_Exercise description_. Locate the line with "of the orange" in the material. Copy that line and each one after it, through the last, exactly and with nothing else.

_Records provided_.
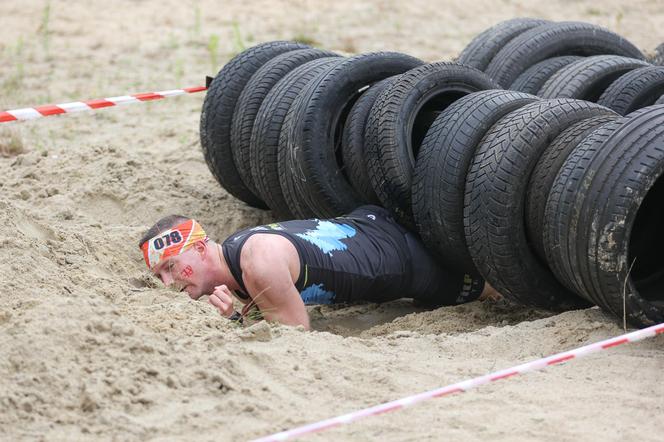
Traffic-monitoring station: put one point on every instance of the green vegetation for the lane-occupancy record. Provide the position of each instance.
(213, 50)
(43, 27)
(305, 39)
(238, 43)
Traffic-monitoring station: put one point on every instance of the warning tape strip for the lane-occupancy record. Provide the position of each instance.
(464, 386)
(30, 113)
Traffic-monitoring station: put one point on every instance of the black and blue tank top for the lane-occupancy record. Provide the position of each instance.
(362, 255)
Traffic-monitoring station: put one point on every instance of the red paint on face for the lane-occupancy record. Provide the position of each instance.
(187, 272)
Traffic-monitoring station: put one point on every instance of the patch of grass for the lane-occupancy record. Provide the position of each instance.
(43, 26)
(348, 45)
(238, 43)
(196, 29)
(305, 39)
(11, 144)
(213, 50)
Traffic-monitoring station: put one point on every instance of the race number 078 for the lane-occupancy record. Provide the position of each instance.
(168, 239)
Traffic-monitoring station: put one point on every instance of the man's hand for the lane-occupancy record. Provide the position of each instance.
(223, 300)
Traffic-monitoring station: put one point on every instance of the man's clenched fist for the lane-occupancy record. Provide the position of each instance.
(223, 300)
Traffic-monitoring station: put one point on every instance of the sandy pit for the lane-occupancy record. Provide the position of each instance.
(91, 348)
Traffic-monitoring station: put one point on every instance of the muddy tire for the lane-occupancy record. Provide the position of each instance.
(495, 201)
(264, 144)
(439, 179)
(546, 170)
(553, 40)
(533, 78)
(310, 139)
(634, 90)
(252, 97)
(607, 240)
(481, 49)
(587, 79)
(399, 121)
(353, 142)
(217, 115)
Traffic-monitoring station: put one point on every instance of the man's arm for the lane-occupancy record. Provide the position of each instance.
(270, 266)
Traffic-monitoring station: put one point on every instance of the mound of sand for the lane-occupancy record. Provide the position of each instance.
(93, 348)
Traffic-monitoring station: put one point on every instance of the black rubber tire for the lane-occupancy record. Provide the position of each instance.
(546, 170)
(587, 79)
(481, 49)
(552, 40)
(217, 115)
(605, 228)
(439, 180)
(264, 145)
(353, 142)
(398, 123)
(634, 90)
(311, 135)
(494, 202)
(558, 212)
(250, 101)
(533, 78)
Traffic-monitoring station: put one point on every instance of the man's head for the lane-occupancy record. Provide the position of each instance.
(177, 251)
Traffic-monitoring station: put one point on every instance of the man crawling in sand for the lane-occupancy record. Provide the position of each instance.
(279, 268)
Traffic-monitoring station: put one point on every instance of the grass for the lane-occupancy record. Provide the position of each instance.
(238, 43)
(196, 30)
(213, 50)
(305, 39)
(11, 144)
(43, 26)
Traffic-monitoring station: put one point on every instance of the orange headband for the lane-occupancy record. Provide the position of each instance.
(172, 242)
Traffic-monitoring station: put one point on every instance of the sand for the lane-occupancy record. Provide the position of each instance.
(91, 348)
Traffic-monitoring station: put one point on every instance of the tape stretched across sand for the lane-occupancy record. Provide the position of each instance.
(30, 113)
(461, 387)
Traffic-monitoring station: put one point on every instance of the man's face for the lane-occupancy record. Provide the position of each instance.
(185, 272)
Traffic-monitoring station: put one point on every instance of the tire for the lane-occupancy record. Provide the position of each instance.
(353, 142)
(634, 90)
(481, 49)
(495, 197)
(614, 253)
(533, 78)
(439, 179)
(587, 79)
(398, 123)
(559, 214)
(217, 115)
(311, 135)
(264, 145)
(546, 170)
(552, 40)
(250, 101)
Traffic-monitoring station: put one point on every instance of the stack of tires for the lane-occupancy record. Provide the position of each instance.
(283, 125)
(552, 199)
(567, 60)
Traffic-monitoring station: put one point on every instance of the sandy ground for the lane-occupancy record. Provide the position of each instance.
(91, 347)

_Full solution_.
Traffic-monitoring station: put one point on every instance of the orange headband for the lane-occupancy record. Provide the position of each instance.
(172, 242)
Traffic-monitoring station: put one point on every instance of the sand for the lane-occupancy record. Provide the position of each instance.
(91, 348)
Traffic-monitoring station: put one point on every instance of the tape stretched across sand for the lane-occupancy record. Provide the position of each instance.
(30, 113)
(461, 387)
Traffic-monitoring station: put one point on every instance of the man's face for the lane-occupancy record. Provide the position of each instance.
(185, 272)
Traffic-monitoring station: put one point on every instance of the tire for the lane-occupancy record. Provide the position of each instance.
(353, 142)
(634, 90)
(481, 49)
(495, 197)
(614, 253)
(533, 78)
(439, 179)
(587, 79)
(398, 123)
(559, 214)
(217, 115)
(311, 135)
(264, 145)
(546, 170)
(552, 40)
(250, 101)
Traffic-monitoring station: put one point on every instance of the stack of tires for the lane-occupancy record. Provide the position of each instance.
(283, 125)
(552, 199)
(567, 60)
Traffic-monitoring station: put one point on every instance of the sandy ground for the lane-occupancy record. Provide the position of each instance.
(91, 347)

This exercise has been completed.